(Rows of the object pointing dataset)
--- START ---

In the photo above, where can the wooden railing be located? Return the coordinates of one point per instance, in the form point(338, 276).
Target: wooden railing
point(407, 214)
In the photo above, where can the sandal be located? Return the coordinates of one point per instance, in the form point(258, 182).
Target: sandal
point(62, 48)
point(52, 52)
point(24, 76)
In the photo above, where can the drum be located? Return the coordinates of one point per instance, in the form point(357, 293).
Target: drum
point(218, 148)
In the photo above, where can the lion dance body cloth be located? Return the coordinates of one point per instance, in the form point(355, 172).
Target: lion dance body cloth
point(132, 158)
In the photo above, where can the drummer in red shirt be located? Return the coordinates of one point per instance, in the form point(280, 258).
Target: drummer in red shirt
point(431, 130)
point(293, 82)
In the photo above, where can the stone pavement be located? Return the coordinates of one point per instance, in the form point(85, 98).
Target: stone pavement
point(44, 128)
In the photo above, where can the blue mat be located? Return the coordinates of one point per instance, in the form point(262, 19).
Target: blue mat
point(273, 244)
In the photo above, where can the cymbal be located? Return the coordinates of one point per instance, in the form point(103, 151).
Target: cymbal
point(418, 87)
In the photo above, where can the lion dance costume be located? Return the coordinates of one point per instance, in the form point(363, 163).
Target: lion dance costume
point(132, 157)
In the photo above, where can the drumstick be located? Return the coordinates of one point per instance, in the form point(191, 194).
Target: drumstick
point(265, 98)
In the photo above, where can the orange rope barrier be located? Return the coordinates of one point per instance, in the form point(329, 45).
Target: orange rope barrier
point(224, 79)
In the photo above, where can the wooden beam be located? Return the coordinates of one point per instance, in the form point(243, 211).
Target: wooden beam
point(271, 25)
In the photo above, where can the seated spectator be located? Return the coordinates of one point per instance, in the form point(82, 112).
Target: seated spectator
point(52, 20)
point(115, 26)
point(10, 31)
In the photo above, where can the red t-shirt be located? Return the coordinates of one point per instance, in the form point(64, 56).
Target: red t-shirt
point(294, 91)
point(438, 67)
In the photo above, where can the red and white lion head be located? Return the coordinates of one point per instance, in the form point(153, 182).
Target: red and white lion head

--- END ---

▸ **TASK INSTRUCTIONS**:
Could you copy the data from the line containing "In the photo above, where can the drum be" up to and including the line containing "point(265, 98)", requests and all, with every coordinate in the answers reduced by 65?

▸ **OUTPUT FOR THIS TASK**:
In the photo above, where can the drum be located? Return the coordinates of one point per instance, in the form point(357, 293).
Target: drum
point(153, 83)
In the photo above, where can the lion dance body cloth be located? Return the coordinates of one point per instance, in the form point(355, 172).
Target: lion dance body cloth
point(67, 93)
In the photo above, where can the drummer in red shirt be located? Return the coordinates of one point per instance, in the form point(280, 258).
Target: drummer in red shirt
point(366, 65)
point(228, 17)
In the photo above, where can the stone pavement be located? Return the coordinates of one point per instance, in the form point(85, 98).
Target: stone pavement
point(-21, 63)
In the photo above, where can the blue mat be located? Return the coordinates of one point per instance, in the form point(262, 19).
Target: blue mat
point(208, 179)
In the photo above, where can the cymbal be located? Return the coordinates of one point per instance, in the form point(103, 151).
Target: cymbal
point(353, 22)
In the photo above, where can the lion dance costume be located? Return the coordinates of one point per instance, in the form point(363, 163).
Target: lion dance costume
point(67, 92)
In the photo above, where can the drumstick be located? Return the coordinates of one point per instance, in the form point(191, 194).
Target: drumstick
point(200, 33)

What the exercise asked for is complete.